§ EXERCISE
In the passage on Hargreave below, rewrite the part that opens with "Heading the County" and closes with "fourth finger-spin bowler.", changing "bowling averages" to "bowling tables".

§ PASSAGE
In the following two seasons, almost continuously helped by the condition of the pitches, Hargreave went from strength to strength except when mastered completely on perfect pitches against Derbyshire and Surrey in August 1902. Hargreave's form had him selected alongside George Thompson as one of two professionals on a tour to New Zealand under Lord Hawke where he would be somewhat disappointing, in addition to being utterly ineffective owing to his wholly mechanical style in three matches played in Australia. Hargreave gained revenge for Surrey's mastering of his bowling in 1903 on a sticky Oval pitch, when in the best-known and biggest feat of his career he took fifteen for 76 after being initially left out as he was returning home with Thompson, Bernard Bosanquet, and Toddles Dowson on the Oroya ship and then overland from Paris. Because the first day was blank Hargreave could take his place in the Warwickshire team, and during that season every Warwickshire victory was produced by Hargreave's deadly bowling on rain affected pitches:

- v Surrey at The Oval: six for 41 and nine for 35
  - TOTAL 15 wickets for 76 runs
- v Leicestershire at Edgbaston: six for 30 and six for 49
  - TOTAL 12 wickets for 79 runs
- v Essex at Edgbaston: five for 51 and six for 29
  - TOTAL 11 wickets for 80 runs
- v Gloucestershire at Bristol: five for 71 and three for 40
  - TOTAL eight wickets for 111 runs
- v Hampshire at Edgbaston: five for 65 and seven for 48
  - TOTAL 12 wickets for 113 runs
- GRAND TOTAL for five wins: 58 wickets for 461 runs, average 7.95

Heading the County Championship bowling averages (at least among those who bowled a reasonable number of overs) and taking more first-class wickets than anybody except Rhodes, Blythe and Ted Arnold, Hargreave would ordinarily have been chosen as a Cricketer of the Year by Wisden, but the choices of Blythe, John Gunn and Walter Mead left no room for a fourth finger-spin bowler.

§ GIVEN DATA
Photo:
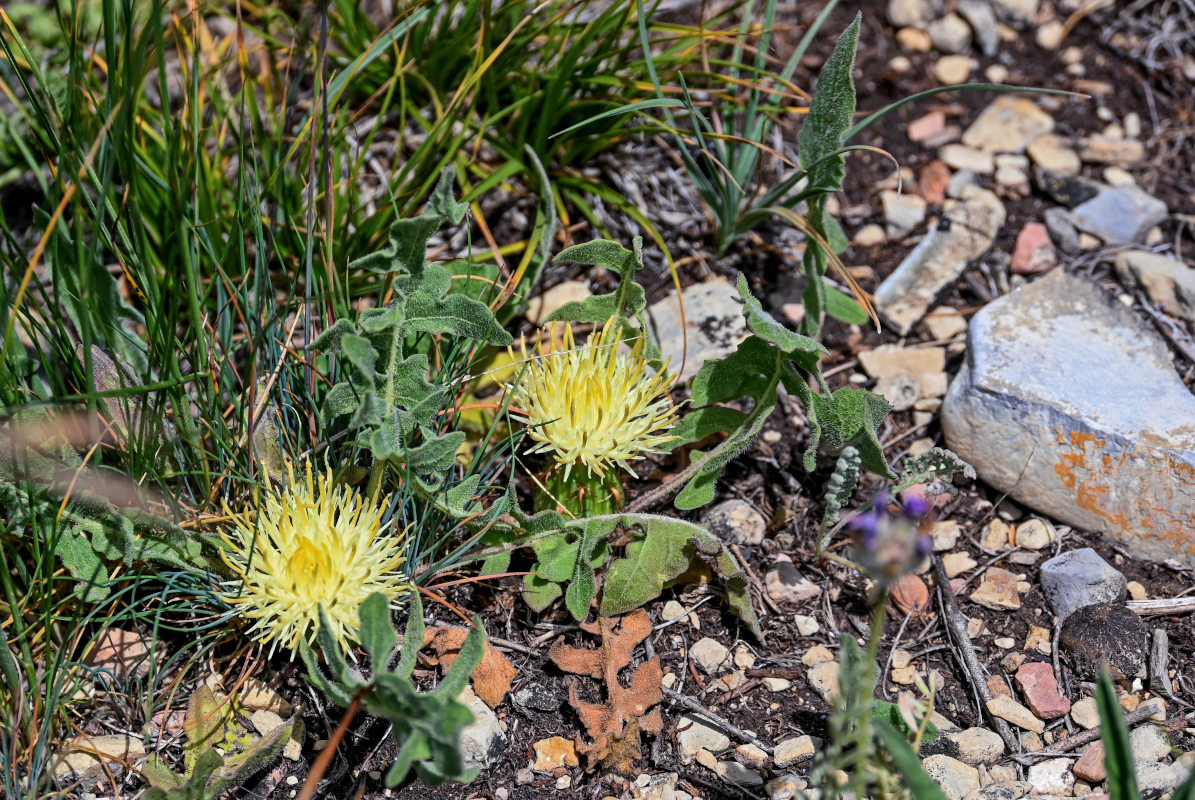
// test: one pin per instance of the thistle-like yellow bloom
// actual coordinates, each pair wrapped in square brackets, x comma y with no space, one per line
[593,405]
[314,543]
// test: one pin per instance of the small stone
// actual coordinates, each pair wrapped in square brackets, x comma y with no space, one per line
[961,157]
[1012,712]
[978,745]
[956,779]
[786,586]
[913,13]
[997,591]
[956,563]
[902,211]
[1052,776]
[870,236]
[1085,713]
[1039,640]
[1103,635]
[944,535]
[544,304]
[823,679]
[1154,780]
[1101,150]
[816,654]
[785,787]
[1035,535]
[672,610]
[710,655]
[1148,743]
[1049,36]
[953,69]
[736,521]
[1007,124]
[1120,215]
[1040,689]
[483,740]
[1090,765]
[1079,578]
[555,751]
[1051,152]
[1034,251]
[748,755]
[997,536]
[735,773]
[909,593]
[923,128]
[914,40]
[696,733]
[950,34]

§ ANSWER BOX
Heading the County Championship bowling tables (at least among those who bowled a reasonable number of overs) and taking more first-class wickets than anybody except Rhodes, Blythe and Ted Arnold, Hargreave would ordinarily have been chosen as a Cricketer of the Year by Wisden, but the choices of Blythe, John Gunn and Walter Mead left no room for a fourth finger-spin bowler.